> **WHAT THE TASK REQUIRES**: Reproduce all entries precisely, down to the last character.

Data entries
....

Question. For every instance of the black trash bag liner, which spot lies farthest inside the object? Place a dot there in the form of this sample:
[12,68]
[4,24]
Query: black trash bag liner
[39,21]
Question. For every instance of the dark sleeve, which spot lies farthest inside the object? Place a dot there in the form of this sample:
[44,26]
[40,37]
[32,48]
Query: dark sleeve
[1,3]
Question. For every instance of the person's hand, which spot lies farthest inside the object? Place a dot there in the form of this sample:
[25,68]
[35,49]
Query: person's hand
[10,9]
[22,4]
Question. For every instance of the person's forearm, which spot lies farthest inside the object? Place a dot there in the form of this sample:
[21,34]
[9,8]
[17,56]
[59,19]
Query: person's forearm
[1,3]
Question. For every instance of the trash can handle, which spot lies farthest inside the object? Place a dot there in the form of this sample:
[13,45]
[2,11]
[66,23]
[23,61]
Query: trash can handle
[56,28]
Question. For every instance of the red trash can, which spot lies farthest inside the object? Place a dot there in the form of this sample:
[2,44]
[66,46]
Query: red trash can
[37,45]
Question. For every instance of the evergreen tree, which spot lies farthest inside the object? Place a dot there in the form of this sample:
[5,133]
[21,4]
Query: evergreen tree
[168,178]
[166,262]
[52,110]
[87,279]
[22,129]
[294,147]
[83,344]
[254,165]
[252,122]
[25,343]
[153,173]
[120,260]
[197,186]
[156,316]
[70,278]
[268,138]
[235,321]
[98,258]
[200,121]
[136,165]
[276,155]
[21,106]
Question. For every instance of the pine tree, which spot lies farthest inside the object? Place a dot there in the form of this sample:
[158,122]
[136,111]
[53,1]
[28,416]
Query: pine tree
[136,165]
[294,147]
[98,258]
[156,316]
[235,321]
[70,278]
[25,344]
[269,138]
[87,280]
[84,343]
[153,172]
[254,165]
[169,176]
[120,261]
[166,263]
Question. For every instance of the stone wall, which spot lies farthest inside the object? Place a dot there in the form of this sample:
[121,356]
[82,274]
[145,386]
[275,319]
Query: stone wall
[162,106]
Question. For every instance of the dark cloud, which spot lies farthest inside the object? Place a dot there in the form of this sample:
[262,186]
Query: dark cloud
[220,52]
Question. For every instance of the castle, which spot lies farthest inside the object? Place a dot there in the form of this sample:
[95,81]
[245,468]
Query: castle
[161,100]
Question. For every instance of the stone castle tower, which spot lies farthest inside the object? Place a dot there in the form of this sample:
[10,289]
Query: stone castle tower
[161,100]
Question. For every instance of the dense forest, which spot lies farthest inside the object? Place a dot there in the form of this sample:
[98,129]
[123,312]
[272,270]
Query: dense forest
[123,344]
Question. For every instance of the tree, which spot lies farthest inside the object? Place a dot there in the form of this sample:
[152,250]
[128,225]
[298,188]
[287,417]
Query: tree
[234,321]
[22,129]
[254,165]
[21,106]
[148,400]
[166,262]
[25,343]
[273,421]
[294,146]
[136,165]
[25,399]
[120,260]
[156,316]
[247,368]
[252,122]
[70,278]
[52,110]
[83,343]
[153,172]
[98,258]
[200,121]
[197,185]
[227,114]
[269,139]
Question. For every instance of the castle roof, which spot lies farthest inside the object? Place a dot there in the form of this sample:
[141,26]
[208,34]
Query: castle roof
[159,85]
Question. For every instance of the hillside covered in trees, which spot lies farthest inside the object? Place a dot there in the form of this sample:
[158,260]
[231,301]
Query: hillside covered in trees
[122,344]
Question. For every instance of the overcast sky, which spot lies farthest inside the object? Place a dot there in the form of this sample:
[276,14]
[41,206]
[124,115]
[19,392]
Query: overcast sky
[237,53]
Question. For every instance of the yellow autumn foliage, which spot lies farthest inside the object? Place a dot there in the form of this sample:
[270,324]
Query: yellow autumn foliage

....

> **CORRECT RESULT**:
Question. For every instance of the black trash bag liner, which spot lies farthest inside the object? Place a dot there in the form of this sample:
[12,68]
[4,24]
Query: black trash bag liner
[39,21]
Question. For every instance of the dark sleeve, which spot lies farthest inside the object? Place a dot there in the form of this sample:
[44,26]
[40,37]
[32,48]
Query: dark sleeve
[1,3]
Question. For every instance of the person's hand, which spot lies farthest inside the object? Place a dot there in the form of this sample:
[25,68]
[35,49]
Query: person's hand
[10,9]
[22,4]
Question. For every instance of the person's forearm, which spot lies farthest inside the object? Place a dot there in the form of this sample:
[21,34]
[9,8]
[17,56]
[59,19]
Query: person's forearm
[1,3]
Question. For every instance of the trash can handle, which spot lies farthest inside the object? Place a dot there in the form of this sample:
[13,45]
[2,11]
[66,23]
[23,61]
Query: trash can handle
[56,28]
Question. For every instance of the red trash can, which spot lies farthest inside the object? Place a dot there in the form of this sample:
[2,44]
[66,46]
Query: red trash can
[37,45]
Question. For every instance of the evergreen tree, which spot lies farthest inside the object? Place a dot there in the form of this sample:
[5,133]
[21,4]
Query: evergreen tree
[168,178]
[166,262]
[52,110]
[87,279]
[22,129]
[294,147]
[83,344]
[254,165]
[252,122]
[25,343]
[153,173]
[120,260]
[197,186]
[156,316]
[70,278]
[268,138]
[235,321]
[98,258]
[200,121]
[136,165]
[276,155]
[21,106]
Question. For every instance of the pine tree, which spot lies farthest inside the object? Place a dot there in the form of this sample:
[158,122]
[136,111]
[53,1]
[28,416]
Query: pine tree
[136,165]
[294,147]
[98,258]
[156,316]
[235,321]
[70,278]
[25,344]
[269,138]
[87,280]
[84,343]
[153,172]
[254,165]
[169,176]
[120,261]
[166,263]
Question. For every instance of the stone wall, which spot lies farthest inside the object? Place a dot there in the form of this sample:
[121,356]
[82,274]
[145,386]
[275,319]
Query: stone wall
[162,106]
Question. For every instance of the dark cloud, which spot lies farthest inside the object? Place a dot there in the form of this sample:
[262,186]
Query: dark cloud
[220,52]
Question. For every instance of the castle, which spot lies farthest inside the object? Place a dot there in the form of this sample:
[95,81]
[245,468]
Query: castle
[161,100]
Question. For every instance of the stone castle tower, which spot lies farthest inside the object? Place a dot there in the form of this sample:
[10,289]
Query: stone castle tower
[161,100]
Question. For every instance of the dense forest, which spot lies farthest inside the object? Place a dot there in the form of this sample:
[98,129]
[123,312]
[272,270]
Query: dense forest
[123,344]
Question. For every instance of the tree, which spot lies farthest inside the object? Place a dot there in the form of this sample:
[152,250]
[128,225]
[298,188]
[287,417]
Query: tree
[234,321]
[22,129]
[254,165]
[21,106]
[148,400]
[166,262]
[25,343]
[273,421]
[294,146]
[136,165]
[25,399]
[120,260]
[156,316]
[247,368]
[252,122]
[70,278]
[52,110]
[83,343]
[153,172]
[98,258]
[200,121]
[197,185]
[227,114]
[269,139]
Question. For every instance of the castle roof, which spot lies farthest inside the object? Place a dot there in the form of this sample:
[141,26]
[208,34]
Query: castle roof
[159,85]
Question. For every instance of the hillside covered in trees, which spot lies farthest inside the object? Place a dot there in the form of this sample:
[158,260]
[231,301]
Query: hillside covered in trees
[122,344]
Question. For every instance of the overcast sky, which spot lies farthest inside the object? Place a dot there in the form of this sample:
[276,14]
[41,206]
[124,115]
[19,392]
Query: overcast sky
[237,53]
Question. For every instance of the yellow autumn foliage, which spot lies farthest inside the object? Place a dot there in the form of this sample:
[270,324]
Query: yellow autumn foliage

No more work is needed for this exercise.